» **Task brief**: Quote exactly the lines from the start of the entries to the one with "65, row 41.", both ends included.

(Dataset entries)

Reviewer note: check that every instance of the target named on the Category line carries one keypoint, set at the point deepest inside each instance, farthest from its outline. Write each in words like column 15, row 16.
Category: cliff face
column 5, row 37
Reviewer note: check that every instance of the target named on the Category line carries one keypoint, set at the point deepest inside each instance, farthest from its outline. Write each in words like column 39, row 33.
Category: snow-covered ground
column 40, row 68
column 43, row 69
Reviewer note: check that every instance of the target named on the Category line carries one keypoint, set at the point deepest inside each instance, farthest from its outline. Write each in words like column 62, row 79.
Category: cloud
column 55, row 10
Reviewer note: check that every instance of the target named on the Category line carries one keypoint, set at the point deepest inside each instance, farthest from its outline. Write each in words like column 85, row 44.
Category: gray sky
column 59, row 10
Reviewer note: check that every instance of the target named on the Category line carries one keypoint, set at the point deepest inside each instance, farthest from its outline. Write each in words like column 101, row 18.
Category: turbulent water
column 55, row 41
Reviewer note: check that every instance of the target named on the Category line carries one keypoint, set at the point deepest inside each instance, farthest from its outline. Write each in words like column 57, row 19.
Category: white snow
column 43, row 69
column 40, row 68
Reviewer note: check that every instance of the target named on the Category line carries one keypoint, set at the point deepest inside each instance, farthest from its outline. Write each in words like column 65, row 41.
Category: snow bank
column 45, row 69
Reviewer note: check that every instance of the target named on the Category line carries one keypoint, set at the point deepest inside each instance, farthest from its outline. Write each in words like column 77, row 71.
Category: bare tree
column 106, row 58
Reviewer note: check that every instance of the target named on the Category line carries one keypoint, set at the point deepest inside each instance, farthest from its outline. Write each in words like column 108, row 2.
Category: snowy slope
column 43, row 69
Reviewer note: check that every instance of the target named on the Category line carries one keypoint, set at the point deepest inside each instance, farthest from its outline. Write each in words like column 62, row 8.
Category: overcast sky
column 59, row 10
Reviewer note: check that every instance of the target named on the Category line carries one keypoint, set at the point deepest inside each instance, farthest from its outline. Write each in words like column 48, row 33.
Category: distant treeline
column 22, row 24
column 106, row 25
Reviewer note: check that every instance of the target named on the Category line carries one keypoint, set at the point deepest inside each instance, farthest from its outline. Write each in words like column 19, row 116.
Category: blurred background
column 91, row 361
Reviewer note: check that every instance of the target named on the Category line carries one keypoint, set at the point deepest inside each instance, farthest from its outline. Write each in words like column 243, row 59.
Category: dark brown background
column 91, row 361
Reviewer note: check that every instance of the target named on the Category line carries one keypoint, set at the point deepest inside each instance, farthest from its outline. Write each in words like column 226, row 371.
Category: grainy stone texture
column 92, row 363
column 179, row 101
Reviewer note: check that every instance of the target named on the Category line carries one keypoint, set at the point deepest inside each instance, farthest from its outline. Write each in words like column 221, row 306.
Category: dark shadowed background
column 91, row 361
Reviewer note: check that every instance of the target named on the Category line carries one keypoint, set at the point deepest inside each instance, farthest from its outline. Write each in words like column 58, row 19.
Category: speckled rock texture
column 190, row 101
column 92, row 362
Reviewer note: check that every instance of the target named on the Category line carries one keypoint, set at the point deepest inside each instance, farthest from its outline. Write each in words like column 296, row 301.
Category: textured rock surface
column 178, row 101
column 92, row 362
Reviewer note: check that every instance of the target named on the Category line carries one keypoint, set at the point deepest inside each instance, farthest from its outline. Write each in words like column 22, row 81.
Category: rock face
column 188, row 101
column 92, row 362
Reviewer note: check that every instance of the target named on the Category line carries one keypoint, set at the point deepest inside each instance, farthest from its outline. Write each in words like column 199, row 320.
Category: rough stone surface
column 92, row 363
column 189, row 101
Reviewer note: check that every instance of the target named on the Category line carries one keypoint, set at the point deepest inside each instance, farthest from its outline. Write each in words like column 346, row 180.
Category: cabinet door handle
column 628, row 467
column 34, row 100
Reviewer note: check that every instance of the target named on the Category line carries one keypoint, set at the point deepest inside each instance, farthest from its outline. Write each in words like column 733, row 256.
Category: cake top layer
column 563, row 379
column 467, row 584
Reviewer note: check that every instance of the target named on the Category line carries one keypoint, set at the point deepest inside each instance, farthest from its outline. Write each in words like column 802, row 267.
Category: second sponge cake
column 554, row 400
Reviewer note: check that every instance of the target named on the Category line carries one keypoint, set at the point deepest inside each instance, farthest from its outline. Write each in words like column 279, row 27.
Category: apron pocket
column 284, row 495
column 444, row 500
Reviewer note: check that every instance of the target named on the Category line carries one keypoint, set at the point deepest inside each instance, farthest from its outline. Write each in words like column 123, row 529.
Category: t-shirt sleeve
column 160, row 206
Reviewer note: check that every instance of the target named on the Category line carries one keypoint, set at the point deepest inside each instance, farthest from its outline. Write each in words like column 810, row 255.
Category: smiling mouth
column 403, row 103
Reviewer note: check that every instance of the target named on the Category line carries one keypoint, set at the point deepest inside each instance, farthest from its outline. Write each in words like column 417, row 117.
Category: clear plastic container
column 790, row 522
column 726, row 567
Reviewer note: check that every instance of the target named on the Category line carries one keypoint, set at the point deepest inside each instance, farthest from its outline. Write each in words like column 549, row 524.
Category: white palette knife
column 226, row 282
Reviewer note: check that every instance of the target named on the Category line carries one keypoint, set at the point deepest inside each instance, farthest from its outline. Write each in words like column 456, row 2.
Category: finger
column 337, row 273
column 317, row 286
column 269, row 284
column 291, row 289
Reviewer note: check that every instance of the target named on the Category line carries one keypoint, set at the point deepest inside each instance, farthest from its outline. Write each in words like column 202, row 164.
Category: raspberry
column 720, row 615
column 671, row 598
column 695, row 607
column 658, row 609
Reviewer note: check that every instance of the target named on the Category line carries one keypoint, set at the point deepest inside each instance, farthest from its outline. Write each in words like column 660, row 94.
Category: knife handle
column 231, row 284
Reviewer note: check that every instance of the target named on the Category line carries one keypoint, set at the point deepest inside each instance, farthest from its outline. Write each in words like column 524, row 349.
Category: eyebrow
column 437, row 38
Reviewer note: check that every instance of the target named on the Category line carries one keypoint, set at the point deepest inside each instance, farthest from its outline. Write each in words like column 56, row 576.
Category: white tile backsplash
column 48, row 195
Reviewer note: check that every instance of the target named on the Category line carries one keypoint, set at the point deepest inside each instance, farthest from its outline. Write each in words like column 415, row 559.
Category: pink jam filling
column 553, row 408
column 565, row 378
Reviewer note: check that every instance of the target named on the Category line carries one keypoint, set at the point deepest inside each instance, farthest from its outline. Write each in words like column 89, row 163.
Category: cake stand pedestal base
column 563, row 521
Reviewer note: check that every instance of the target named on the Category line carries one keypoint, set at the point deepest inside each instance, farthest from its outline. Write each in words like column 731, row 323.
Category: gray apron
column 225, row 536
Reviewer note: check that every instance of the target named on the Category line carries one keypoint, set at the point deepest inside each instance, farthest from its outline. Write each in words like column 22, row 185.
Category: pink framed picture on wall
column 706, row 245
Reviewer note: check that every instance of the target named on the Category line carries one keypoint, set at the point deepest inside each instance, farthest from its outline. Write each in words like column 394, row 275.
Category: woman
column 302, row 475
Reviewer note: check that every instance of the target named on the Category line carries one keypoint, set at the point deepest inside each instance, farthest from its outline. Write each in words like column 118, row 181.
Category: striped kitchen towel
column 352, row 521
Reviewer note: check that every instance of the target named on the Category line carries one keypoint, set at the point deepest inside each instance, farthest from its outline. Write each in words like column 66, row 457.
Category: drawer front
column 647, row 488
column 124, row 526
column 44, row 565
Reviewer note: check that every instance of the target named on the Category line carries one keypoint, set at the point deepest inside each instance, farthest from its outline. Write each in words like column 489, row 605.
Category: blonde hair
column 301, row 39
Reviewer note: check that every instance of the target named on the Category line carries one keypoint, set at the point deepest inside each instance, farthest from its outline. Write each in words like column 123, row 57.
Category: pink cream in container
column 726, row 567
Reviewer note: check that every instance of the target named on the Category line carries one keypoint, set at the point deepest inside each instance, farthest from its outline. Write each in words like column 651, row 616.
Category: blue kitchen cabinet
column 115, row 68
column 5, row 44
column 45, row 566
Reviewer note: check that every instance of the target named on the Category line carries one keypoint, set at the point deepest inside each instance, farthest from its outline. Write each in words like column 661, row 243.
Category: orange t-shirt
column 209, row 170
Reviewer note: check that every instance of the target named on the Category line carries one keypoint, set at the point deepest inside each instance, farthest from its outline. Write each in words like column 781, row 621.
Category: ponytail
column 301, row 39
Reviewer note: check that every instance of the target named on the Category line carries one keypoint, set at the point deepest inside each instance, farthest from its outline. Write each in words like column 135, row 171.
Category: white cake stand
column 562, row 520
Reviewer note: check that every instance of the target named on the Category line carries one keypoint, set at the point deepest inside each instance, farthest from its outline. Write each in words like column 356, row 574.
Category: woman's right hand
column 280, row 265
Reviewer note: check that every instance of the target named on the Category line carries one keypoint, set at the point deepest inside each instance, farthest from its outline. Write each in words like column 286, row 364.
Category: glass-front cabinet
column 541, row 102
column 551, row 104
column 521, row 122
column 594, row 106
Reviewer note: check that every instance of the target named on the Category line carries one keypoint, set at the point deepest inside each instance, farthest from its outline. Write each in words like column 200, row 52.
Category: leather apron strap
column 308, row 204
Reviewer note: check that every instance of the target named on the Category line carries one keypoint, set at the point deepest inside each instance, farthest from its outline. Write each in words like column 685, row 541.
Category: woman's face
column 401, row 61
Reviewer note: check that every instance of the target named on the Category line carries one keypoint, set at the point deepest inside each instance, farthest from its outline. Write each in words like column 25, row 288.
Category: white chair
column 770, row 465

» **Answer section**:
Reviewer note: check that every instance of the target named on the Category line carries one keypoint, set at the point deepest inside each instance, farthest from its outline. Write each in words like column 15, row 16.
Category: cliff face
column 5, row 37
Reviewer note: check that every instance of the target named on the Category line carries one keypoint, set at the point deepest inside each instance, farthest from its outline. Write each in words like column 39, row 33.
Category: snow-covered ground
column 40, row 68
column 43, row 69
Reviewer note: check that every instance of the target named on the Category line carries one keypoint, set at the point deepest inside each instance, farthest from its outline. Write each in words like column 62, row 79.
Category: cloud
column 55, row 10
Reviewer note: check that every instance of the target named on the Category line carries one keypoint, set at the point deepest inside each instance, farthest from its outline. Write each in words like column 85, row 44.
Category: gray sky
column 59, row 10
Reviewer note: check that every instance of the target named on the Category line carries one keypoint, set at the point deepest inside each instance, farthest from its outline. Write each in words like column 101, row 18.
Category: turbulent water
column 55, row 41
Reviewer note: check that every instance of the target named on the Category line carries one keypoint, set at the point deepest inside each instance, farthest from its outline. Write each in words like column 57, row 19.
Category: white snow
column 43, row 69
column 40, row 68
Reviewer note: check that every instance of the target named on the Category line carries one keypoint, set at the point deepest inside each instance, farthest from its outline. Write each in words like column 65, row 41.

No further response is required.